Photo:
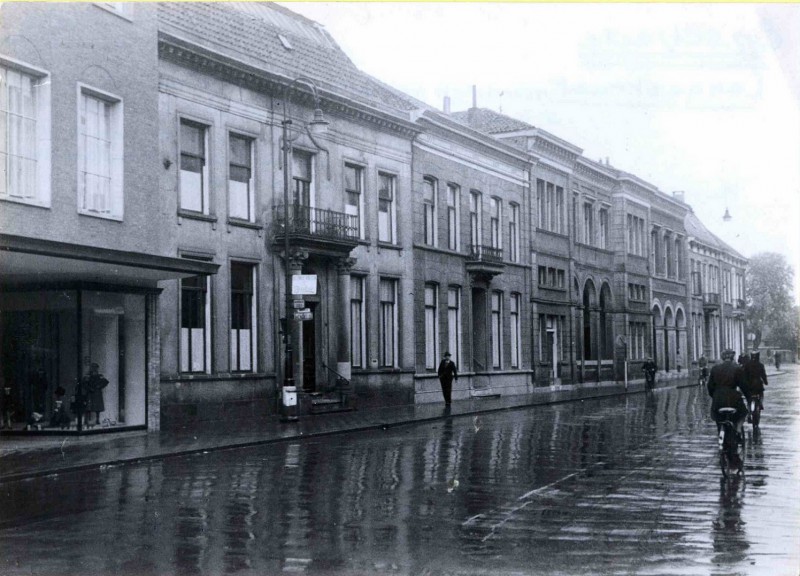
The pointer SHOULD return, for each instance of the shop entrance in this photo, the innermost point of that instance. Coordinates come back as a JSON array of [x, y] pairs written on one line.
[[310, 351]]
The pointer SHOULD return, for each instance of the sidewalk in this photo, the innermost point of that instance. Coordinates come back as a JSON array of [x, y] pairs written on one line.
[[28, 457]]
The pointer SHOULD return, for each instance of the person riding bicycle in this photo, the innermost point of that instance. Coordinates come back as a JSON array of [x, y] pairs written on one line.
[[726, 386], [702, 363], [755, 378], [649, 367]]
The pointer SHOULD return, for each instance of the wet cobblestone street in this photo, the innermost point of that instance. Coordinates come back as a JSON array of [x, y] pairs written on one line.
[[624, 485]]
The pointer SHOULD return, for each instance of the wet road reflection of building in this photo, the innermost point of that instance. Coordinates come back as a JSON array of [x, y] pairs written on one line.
[[613, 486]]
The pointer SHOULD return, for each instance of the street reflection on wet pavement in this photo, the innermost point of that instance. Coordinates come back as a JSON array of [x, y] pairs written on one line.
[[625, 485]]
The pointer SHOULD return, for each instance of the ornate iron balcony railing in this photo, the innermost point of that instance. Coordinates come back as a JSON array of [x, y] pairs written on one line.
[[317, 222]]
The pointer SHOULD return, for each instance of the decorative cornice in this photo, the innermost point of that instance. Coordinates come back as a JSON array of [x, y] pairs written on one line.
[[186, 53]]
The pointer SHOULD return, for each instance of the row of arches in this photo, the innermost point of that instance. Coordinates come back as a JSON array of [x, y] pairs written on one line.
[[669, 344], [597, 320]]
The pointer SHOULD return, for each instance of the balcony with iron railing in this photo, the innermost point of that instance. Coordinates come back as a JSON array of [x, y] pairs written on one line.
[[316, 229], [485, 260]]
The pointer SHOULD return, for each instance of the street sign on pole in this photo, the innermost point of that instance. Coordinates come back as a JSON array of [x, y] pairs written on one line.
[[304, 314]]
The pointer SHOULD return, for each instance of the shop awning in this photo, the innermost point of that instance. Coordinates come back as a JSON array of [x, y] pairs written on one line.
[[25, 260]]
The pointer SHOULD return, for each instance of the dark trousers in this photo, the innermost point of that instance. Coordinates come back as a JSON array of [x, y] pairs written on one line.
[[447, 388]]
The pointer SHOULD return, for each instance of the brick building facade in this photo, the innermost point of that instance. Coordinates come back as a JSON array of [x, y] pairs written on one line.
[[151, 240]]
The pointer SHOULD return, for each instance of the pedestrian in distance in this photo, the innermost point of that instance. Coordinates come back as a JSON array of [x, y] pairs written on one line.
[[93, 384], [726, 386], [448, 371], [702, 363], [649, 367], [755, 378]]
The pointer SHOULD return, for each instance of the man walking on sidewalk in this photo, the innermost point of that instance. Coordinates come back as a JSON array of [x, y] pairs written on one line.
[[448, 371]]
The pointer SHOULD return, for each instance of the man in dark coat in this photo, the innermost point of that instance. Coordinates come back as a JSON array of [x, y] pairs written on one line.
[[755, 377], [725, 386], [93, 384], [448, 371]]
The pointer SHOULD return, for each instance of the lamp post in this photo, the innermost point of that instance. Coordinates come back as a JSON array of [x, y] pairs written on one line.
[[318, 125]]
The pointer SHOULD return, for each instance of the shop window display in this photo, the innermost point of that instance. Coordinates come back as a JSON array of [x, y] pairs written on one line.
[[72, 360]]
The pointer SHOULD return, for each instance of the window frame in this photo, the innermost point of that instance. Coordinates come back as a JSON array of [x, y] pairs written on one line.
[[383, 337], [515, 316], [453, 216], [205, 172], [116, 155], [454, 323], [513, 232], [429, 228], [361, 330], [392, 212], [207, 324], [251, 182], [360, 182], [41, 188], [235, 367], [497, 329], [431, 322]]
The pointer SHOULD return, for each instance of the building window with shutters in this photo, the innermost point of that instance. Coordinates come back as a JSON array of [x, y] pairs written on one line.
[[353, 190], [243, 340], [100, 154], [431, 325], [497, 329], [357, 323], [386, 207], [429, 210], [24, 134], [194, 182], [388, 323], [240, 177], [195, 336], [516, 332], [513, 233], [495, 226], [452, 216], [454, 323]]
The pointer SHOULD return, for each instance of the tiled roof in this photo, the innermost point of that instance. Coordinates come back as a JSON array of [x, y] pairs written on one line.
[[697, 229], [253, 38], [489, 121]]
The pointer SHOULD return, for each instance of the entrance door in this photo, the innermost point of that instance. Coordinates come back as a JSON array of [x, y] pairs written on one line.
[[310, 352]]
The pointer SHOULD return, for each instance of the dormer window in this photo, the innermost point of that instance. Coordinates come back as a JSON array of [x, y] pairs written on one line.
[[285, 41]]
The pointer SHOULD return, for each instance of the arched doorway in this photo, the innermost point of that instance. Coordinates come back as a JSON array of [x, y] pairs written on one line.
[[669, 348], [606, 331], [589, 302], [657, 335]]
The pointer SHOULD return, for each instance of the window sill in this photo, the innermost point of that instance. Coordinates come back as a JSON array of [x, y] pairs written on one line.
[[197, 216], [239, 223], [101, 216], [24, 202]]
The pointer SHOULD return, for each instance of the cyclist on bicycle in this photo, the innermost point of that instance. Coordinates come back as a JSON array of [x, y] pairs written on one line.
[[649, 368], [755, 377], [725, 386], [702, 363]]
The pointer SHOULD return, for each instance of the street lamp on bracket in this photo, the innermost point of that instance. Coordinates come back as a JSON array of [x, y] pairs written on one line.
[[318, 125]]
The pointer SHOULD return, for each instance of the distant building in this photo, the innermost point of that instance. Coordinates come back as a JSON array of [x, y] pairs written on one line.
[[143, 228]]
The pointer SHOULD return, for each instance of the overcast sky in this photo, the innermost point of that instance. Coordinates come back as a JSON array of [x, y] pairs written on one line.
[[703, 98]]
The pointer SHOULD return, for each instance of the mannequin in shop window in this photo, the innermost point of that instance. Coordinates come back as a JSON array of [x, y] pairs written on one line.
[[93, 384], [6, 407]]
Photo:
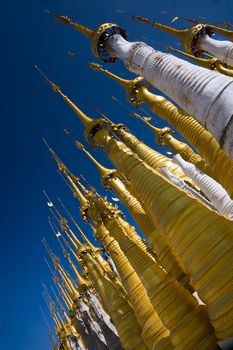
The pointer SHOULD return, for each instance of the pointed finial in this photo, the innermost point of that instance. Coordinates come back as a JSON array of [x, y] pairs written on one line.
[[69, 176], [188, 37], [157, 131], [128, 85], [98, 37], [209, 63], [104, 172], [86, 120], [99, 68], [82, 29]]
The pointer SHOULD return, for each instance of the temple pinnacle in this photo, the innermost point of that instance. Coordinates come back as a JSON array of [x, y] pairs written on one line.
[[81, 115], [98, 37]]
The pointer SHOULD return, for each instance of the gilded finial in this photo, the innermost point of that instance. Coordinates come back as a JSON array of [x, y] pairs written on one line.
[[129, 85], [98, 36], [82, 29], [85, 119], [210, 62], [70, 177], [84, 237], [188, 37], [104, 172]]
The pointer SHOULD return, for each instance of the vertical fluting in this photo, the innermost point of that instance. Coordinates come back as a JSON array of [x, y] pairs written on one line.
[[176, 307], [200, 238], [185, 83], [193, 132], [114, 301], [144, 311]]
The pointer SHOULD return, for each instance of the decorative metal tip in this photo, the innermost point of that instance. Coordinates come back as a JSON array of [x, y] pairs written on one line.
[[95, 66], [79, 145], [64, 19], [66, 132]]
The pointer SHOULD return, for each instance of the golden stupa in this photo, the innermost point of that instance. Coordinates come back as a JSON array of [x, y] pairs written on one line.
[[172, 287]]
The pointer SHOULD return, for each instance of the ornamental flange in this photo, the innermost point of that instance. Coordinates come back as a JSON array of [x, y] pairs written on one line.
[[100, 37], [132, 91], [106, 178], [162, 134], [192, 37], [92, 129]]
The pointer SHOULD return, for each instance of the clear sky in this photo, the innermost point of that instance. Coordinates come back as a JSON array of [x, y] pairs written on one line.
[[30, 111]]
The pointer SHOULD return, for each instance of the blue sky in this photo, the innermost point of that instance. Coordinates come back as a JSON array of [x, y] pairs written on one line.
[[30, 111]]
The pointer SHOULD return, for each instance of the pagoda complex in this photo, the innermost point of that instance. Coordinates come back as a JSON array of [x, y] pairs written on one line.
[[171, 286]]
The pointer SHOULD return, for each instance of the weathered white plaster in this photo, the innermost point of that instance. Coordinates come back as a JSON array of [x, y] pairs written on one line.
[[202, 93], [211, 188], [222, 49]]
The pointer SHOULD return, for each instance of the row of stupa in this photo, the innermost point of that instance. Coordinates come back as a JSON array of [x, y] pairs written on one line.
[[173, 289]]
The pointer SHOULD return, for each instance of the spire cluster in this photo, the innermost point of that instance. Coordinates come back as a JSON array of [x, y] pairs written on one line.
[[169, 287]]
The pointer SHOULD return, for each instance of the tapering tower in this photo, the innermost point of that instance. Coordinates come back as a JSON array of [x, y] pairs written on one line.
[[158, 69], [196, 252], [218, 161], [111, 179], [154, 279], [152, 328], [209, 62], [197, 39]]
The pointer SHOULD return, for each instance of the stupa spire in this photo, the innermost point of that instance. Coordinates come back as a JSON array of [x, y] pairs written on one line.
[[65, 171], [82, 283], [206, 145], [81, 115], [188, 36], [104, 172], [84, 237], [209, 62], [164, 136], [82, 29], [63, 273], [109, 288], [125, 83], [51, 335]]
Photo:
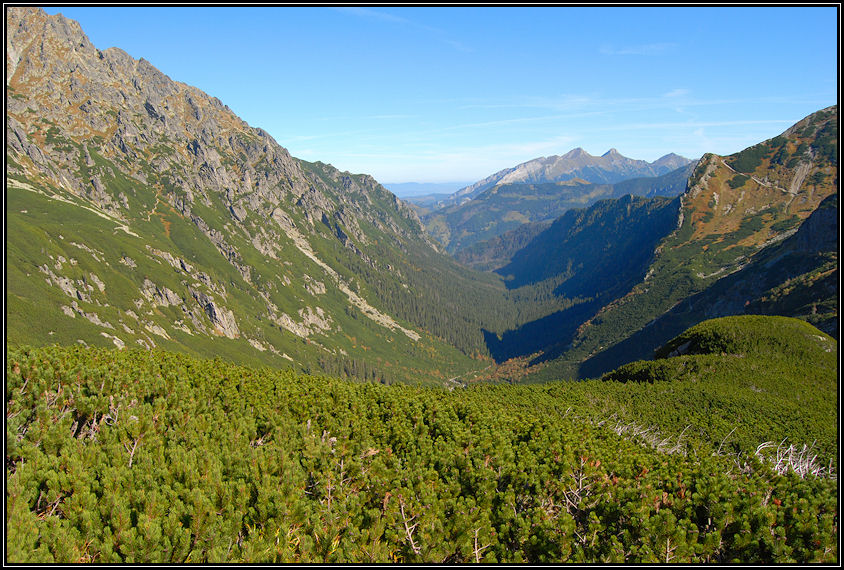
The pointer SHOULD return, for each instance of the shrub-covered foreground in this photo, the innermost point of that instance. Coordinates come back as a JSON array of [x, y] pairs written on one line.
[[135, 456]]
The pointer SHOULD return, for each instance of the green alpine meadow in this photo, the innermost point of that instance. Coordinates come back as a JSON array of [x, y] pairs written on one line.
[[219, 353]]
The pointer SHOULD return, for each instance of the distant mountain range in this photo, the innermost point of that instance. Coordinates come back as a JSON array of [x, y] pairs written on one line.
[[609, 168], [414, 190]]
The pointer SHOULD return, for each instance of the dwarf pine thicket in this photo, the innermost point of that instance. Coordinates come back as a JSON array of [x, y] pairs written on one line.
[[151, 456]]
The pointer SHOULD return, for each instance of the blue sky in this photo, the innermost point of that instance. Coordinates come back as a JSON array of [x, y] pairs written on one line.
[[442, 94]]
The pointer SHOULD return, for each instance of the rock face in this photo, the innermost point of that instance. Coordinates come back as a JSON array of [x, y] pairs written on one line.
[[227, 233]]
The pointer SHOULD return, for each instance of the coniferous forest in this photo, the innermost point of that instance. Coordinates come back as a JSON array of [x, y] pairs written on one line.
[[217, 352], [150, 456]]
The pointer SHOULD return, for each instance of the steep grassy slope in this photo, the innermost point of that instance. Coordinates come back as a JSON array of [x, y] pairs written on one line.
[[147, 456], [736, 207], [797, 277], [144, 212]]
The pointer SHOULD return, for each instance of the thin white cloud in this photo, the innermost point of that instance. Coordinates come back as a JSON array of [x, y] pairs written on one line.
[[371, 14]]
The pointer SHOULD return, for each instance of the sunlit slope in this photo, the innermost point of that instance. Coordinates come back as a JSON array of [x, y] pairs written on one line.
[[656, 463], [143, 212], [735, 208]]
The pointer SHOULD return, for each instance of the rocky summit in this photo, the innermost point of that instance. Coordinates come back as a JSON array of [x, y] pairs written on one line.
[[195, 225]]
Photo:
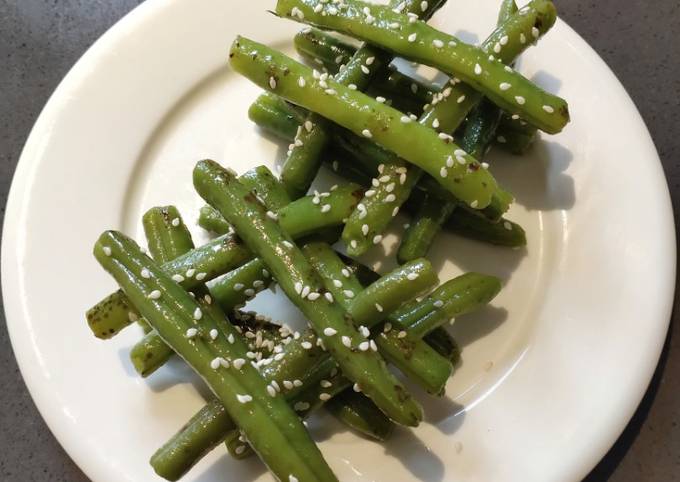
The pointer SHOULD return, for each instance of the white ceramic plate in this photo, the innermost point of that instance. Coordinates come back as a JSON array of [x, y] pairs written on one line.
[[551, 372]]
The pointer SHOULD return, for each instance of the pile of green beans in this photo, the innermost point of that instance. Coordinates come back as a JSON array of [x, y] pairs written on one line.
[[407, 146]]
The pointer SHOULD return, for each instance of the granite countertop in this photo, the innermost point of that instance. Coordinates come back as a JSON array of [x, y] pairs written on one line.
[[41, 39]]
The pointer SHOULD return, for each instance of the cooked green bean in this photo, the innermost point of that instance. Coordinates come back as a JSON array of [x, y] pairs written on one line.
[[303, 159], [447, 112], [182, 451], [514, 135], [423, 228], [422, 43], [271, 427], [360, 413], [299, 218], [365, 116], [295, 276]]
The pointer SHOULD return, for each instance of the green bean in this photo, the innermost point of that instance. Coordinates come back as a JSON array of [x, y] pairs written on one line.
[[316, 44], [424, 227], [410, 354], [303, 161], [448, 111], [294, 275], [514, 135], [271, 426], [182, 451], [422, 43], [360, 413], [365, 116], [299, 218], [444, 344]]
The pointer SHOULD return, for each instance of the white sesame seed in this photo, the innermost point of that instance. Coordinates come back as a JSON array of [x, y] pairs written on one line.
[[154, 295], [329, 331]]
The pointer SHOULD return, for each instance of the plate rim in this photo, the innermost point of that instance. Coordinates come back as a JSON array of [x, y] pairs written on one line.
[[18, 195]]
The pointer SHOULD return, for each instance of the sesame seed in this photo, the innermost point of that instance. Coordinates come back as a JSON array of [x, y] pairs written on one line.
[[329, 331]]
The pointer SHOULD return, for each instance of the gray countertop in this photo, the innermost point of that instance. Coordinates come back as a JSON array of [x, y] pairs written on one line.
[[41, 39]]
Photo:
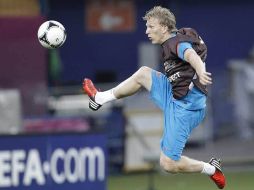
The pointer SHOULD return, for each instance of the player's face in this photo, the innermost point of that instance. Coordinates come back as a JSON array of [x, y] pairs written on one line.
[[155, 31]]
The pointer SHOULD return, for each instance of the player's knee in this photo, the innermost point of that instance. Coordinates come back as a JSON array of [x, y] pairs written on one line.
[[169, 165]]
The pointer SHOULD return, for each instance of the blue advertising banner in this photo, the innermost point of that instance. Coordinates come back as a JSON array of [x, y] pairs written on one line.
[[53, 162]]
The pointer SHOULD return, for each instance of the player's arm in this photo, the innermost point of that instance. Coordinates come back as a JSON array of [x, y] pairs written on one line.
[[188, 54]]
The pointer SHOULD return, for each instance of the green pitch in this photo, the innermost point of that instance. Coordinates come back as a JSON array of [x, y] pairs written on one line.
[[235, 181]]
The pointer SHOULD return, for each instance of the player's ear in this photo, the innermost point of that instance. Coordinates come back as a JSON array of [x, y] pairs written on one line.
[[164, 29]]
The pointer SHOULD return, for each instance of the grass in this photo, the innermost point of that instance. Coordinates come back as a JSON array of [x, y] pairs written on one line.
[[235, 181]]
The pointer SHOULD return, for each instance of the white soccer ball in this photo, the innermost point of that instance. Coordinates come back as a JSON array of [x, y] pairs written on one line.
[[52, 34]]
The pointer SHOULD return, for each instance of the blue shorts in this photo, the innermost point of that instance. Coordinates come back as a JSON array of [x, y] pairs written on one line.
[[178, 122]]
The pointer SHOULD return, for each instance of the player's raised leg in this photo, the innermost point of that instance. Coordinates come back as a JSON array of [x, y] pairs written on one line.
[[141, 78], [188, 165]]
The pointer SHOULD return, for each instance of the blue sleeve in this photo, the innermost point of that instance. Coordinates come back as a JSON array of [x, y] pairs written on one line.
[[181, 49]]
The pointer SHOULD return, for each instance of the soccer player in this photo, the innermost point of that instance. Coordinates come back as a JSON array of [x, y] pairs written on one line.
[[180, 93]]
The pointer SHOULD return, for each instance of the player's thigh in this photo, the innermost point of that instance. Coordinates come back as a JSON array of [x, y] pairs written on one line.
[[161, 90], [178, 128]]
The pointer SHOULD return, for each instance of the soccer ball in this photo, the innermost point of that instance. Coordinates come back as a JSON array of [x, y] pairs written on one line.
[[52, 34]]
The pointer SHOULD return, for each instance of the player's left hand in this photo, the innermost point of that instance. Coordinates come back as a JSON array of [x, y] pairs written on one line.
[[205, 78]]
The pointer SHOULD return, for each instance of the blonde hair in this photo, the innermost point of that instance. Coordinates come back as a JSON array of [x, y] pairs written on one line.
[[164, 16]]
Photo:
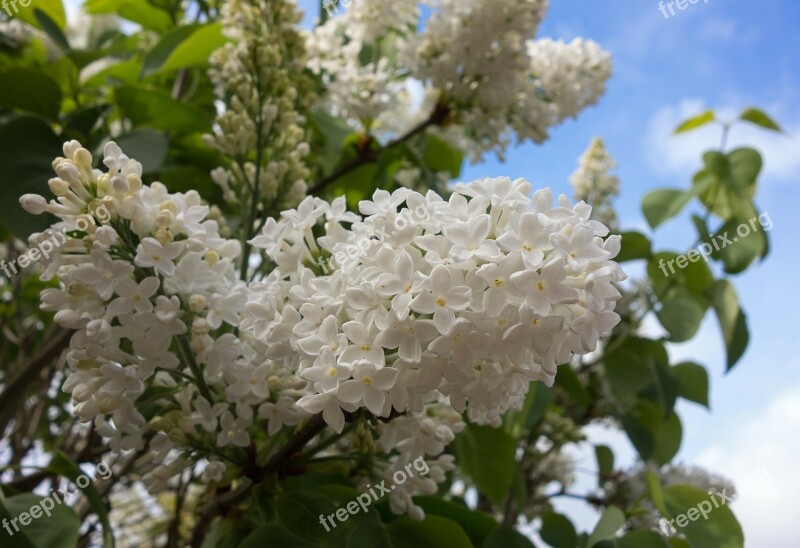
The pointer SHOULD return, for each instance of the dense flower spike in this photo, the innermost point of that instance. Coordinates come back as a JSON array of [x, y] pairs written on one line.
[[260, 75], [594, 182], [467, 299], [477, 58], [423, 308]]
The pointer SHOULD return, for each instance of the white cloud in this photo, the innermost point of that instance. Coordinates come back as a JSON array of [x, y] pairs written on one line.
[[761, 457], [670, 154]]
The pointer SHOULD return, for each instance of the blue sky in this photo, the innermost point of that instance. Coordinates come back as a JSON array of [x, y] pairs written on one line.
[[726, 55]]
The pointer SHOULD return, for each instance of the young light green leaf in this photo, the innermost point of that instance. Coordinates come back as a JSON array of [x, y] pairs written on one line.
[[732, 320], [662, 204], [695, 122], [760, 118], [610, 522], [692, 382]]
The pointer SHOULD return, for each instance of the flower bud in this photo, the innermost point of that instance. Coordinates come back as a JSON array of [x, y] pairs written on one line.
[[33, 203]]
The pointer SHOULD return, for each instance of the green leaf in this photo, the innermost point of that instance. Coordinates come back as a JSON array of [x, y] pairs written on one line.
[[542, 398], [358, 185], [299, 512], [677, 542], [610, 522], [30, 90], [663, 204], [692, 382], [63, 465], [432, 532], [477, 525], [760, 118], [629, 370], [605, 462], [727, 184], [746, 245], [58, 530], [439, 155], [656, 493], [147, 146], [487, 455], [695, 122], [158, 55], [507, 538], [635, 245], [157, 109], [53, 8], [27, 149], [681, 315], [720, 529], [567, 379], [274, 536], [197, 48], [732, 320], [655, 438], [51, 28], [637, 539], [558, 531], [138, 11]]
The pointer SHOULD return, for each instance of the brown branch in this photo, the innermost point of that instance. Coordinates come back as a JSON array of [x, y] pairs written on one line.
[[16, 389], [220, 504]]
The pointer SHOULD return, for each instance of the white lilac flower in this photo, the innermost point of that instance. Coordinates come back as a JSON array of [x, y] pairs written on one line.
[[496, 269], [445, 307]]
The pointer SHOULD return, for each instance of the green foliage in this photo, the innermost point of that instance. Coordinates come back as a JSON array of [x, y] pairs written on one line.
[[59, 530], [696, 121], [720, 529], [27, 148], [487, 455], [558, 531]]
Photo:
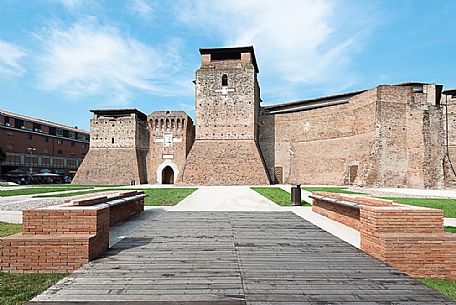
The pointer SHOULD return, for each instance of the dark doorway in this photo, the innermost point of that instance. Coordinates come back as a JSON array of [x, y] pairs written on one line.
[[168, 175]]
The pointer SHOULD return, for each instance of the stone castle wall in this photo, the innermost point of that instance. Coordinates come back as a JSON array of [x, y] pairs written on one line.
[[318, 146], [219, 162], [225, 151], [170, 142], [387, 136], [116, 154]]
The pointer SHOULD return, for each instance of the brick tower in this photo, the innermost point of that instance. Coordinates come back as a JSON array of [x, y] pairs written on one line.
[[118, 148], [225, 151]]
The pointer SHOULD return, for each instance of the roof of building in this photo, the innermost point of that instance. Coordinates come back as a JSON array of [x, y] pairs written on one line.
[[120, 111], [246, 49], [169, 112], [40, 121], [449, 91]]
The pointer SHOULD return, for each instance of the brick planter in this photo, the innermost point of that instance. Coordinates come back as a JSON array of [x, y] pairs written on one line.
[[408, 238], [62, 238]]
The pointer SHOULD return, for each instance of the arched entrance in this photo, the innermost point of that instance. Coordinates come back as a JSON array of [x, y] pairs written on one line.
[[168, 175]]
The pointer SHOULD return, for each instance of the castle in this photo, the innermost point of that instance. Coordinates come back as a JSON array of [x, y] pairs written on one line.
[[391, 135]]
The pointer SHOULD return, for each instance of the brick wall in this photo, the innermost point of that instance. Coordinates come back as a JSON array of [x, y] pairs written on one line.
[[409, 238], [346, 215], [393, 135], [229, 162], [64, 237]]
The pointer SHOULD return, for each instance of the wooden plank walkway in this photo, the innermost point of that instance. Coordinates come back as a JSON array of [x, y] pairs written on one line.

====

Rewrite the lines above, from the line with "the arched doorway" to the line with "[[703, 98]]", both included. Keep the requests as they are, and shift every coordinate in the answers by adding 79 to each x and y value.

The pointer SHOULD return, for each instance of the arched doorway in this photo, the innermost point of that instance. Coordinates come back as a JSON array of [x, y] pairs written on one line.
[[748, 427], [685, 410], [668, 381], [736, 414]]
The pointer SHOULD return, for each instance of the window sill in this photo, the innermost point of that instance. Coordinates come back as a JSON array of [x, y] pairs written on one line.
[[276, 295], [318, 302], [180, 295], [103, 281]]
The pointer SHOULD return, for each instance of the cyclist on bicycle in this photo, the innermost point of that instance. Coordinates come back as a JSON array of [x, y] pairs written on one line.
[[728, 447], [834, 456], [804, 465], [781, 442]]
The pointer SHOULD return, for each instance of the street lamp on bracket in this photo, the innermost point of that instance. Coordinates come back as a JSON array of [x, y] pairs written on one line.
[[397, 204]]
The pointer SHOULD return, for each instance of the distant building in this photo, the innermost point of that instance. Coordinates come back as a JSON array of [x, y] pairs written on one line.
[[222, 307]]
The pointer SHOULD return, for each instance of the overcast sky in this photo, the innermost point of that instance. Coordinates come back as a JSON array of [x, y] pairs written on one line.
[[782, 177]]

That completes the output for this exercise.